--- Start of Dataset extract ---

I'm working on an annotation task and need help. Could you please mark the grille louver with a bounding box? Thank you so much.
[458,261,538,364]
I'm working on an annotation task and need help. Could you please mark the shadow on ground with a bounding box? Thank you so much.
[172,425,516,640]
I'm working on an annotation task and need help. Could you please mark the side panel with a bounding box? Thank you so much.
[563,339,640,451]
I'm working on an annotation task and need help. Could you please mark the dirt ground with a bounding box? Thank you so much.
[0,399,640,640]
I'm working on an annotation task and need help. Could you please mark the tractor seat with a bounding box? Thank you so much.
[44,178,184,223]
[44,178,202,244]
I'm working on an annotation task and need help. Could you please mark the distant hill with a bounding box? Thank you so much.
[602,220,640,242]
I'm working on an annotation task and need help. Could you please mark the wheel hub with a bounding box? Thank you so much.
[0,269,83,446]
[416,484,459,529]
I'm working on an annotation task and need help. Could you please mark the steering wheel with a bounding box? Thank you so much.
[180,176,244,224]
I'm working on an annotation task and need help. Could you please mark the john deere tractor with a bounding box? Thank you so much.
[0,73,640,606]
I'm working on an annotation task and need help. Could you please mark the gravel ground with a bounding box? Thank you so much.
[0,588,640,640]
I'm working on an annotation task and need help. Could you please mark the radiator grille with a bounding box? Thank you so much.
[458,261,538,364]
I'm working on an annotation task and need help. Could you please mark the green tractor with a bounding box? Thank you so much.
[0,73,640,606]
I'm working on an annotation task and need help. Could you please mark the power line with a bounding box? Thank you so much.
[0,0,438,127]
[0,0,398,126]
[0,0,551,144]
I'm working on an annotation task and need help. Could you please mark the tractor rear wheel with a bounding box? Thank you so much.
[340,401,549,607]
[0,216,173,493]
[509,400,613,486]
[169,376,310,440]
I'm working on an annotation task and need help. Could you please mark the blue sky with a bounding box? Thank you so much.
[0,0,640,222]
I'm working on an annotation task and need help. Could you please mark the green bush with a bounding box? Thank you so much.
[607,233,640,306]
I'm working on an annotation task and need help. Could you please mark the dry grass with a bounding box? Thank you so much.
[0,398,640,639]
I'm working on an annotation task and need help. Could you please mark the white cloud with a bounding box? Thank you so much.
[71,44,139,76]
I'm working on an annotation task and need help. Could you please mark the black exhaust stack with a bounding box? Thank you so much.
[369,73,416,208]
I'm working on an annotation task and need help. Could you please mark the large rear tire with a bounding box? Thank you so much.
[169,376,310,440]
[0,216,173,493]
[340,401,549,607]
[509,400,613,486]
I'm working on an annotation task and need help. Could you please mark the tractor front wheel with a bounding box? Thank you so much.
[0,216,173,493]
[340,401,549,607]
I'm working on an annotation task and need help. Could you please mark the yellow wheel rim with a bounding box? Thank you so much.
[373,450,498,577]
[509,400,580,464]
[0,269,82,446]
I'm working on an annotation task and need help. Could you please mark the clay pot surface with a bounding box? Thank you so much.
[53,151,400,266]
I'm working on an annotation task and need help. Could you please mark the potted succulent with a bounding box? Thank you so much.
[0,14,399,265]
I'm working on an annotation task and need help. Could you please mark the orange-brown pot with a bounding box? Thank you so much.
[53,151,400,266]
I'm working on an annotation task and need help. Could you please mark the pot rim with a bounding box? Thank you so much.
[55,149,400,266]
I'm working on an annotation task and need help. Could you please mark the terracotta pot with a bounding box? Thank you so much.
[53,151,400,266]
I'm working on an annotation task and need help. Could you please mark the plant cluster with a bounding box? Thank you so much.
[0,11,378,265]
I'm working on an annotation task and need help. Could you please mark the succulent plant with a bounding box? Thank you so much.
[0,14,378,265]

--- End of Dataset extract ---

_What you are asked to do:_ Copy every one of the lines above word for word, with no changes.

_Written answer:_
I'm working on an annotation task and need help. Could you please mark the grille louver with a bounding box? Thank you so much.
[458,261,538,364]
I'm working on an annotation task and need help. Could you please mark the shadow on ground with a bounding box? Thank you so much.
[172,425,516,640]
I'm working on an annotation task and need help. Could you please mark the side panel with a bounding box? Thank you so much.
[563,339,640,451]
I'm working on an annotation task and need help. Could you please mark the dirt ground with a bounding box? Thank you so much.
[0,399,640,640]
I'm working on an annotation task and need help. Could you please mark the tractor seat with a bounding box? Thank you so much.
[44,178,184,223]
[44,178,202,244]
I'm working on an annotation task and need help. Could you please mark the distant hill with a bounding box? Thank you so much.
[602,220,640,242]
I'm working on an annotation task and need help. Could you please mark the wheel hub with a bounding box? Thank you so much.
[0,269,83,446]
[416,484,459,529]
I'm working on an annotation task and need help. Could you please mark the steering wheel with a bounding box? Thank you so much.
[180,176,244,224]
I'm working on an annotation task and need help. Could you please mark the john deere tractor with a bounding box? Thank you so much.
[0,73,640,606]
I'm working on an annotation task and need help. Could you please mark the gravel ground with a bounding box? Thank you so much.
[0,588,640,640]
I'm working on an annotation task and need help. Could you please mark the radiator grille with a bounding box? Thank you so much.
[458,261,538,364]
I'm working on an annotation task and need help. Could you please mark the green tractor with a bounding box? Thank you so much.
[0,73,640,606]
I'm working on an annotation task and need help. Could you please mark the power line with a bounding box? Thank you so much.
[0,0,438,127]
[0,0,398,126]
[0,0,551,144]
I'm working on an annotation task and need help. Could you please mark the tractor rear wheel with a bounding box? Thank you so much.
[340,401,549,607]
[0,216,173,493]
[509,400,613,486]
[169,376,310,440]
I'm working on an annotation task and need help. Could you please mark the blue sky with a bounding box? Thank you so much.
[0,0,640,222]
I'm working on an annotation task and need help. Could you please mark the green bush with a bounding box? Thank you so much.
[607,233,640,306]
I'm working on an annotation task and need help. Could you please mark the dry grass with a bounding box? Thank you so much.
[0,398,640,639]
I'm working on an annotation task and need help. Could you please mark the white cloud with a bounding box? Thank you so much.
[71,44,139,76]
I'm working on an annotation task and need help. Could you please mark the black exhaust stack with a bounding box? Thank you so much.
[369,73,416,208]
I'm working on an annotation task and need help. Could you please mark the large rear tire with a bounding box? Thank you so much.
[169,376,310,440]
[0,216,173,493]
[340,401,549,607]
[509,400,613,486]
I'm working on an annotation task and need help. Could you please mark the tractor front wheel with a bounding box? Thank you so much.
[0,216,173,493]
[340,401,549,607]
I'm working on an annotation task and need help. Could you please mark the yellow wheel rim with a bounding box? Thank you so much.
[373,450,498,577]
[509,400,580,464]
[0,269,82,446]
I'm working on an annotation task and need help. Could you please mark the clay pot surface with a bounding box? Thank you so much.
[53,151,400,266]
I'm working on an annotation task and need help. Could you please mark the potted succulent with a bounding box? Thank you so much.
[0,14,399,265]
I'm working on an annotation task and need help. Could you please mark the orange-brown pot with a bounding box? Thank you so much.
[53,151,400,266]
I'm working on an annotation task and need help. Could you please mark the pot rim with a bounding box? Thank you so much.
[55,149,400,266]
I'm working on an annotation task and need help. Could you please mark the terracotta pot with a bounding box? Thank you so much.
[53,151,400,266]
I'm working on an annotation task and need help. Could you please mark the plant cluster with a bounding box? Thank you so much.
[0,11,378,265]
I'm working on an annotation task and need help. Could you please mark the succulent plant with a bounding box? Thank you so much.
[0,14,378,265]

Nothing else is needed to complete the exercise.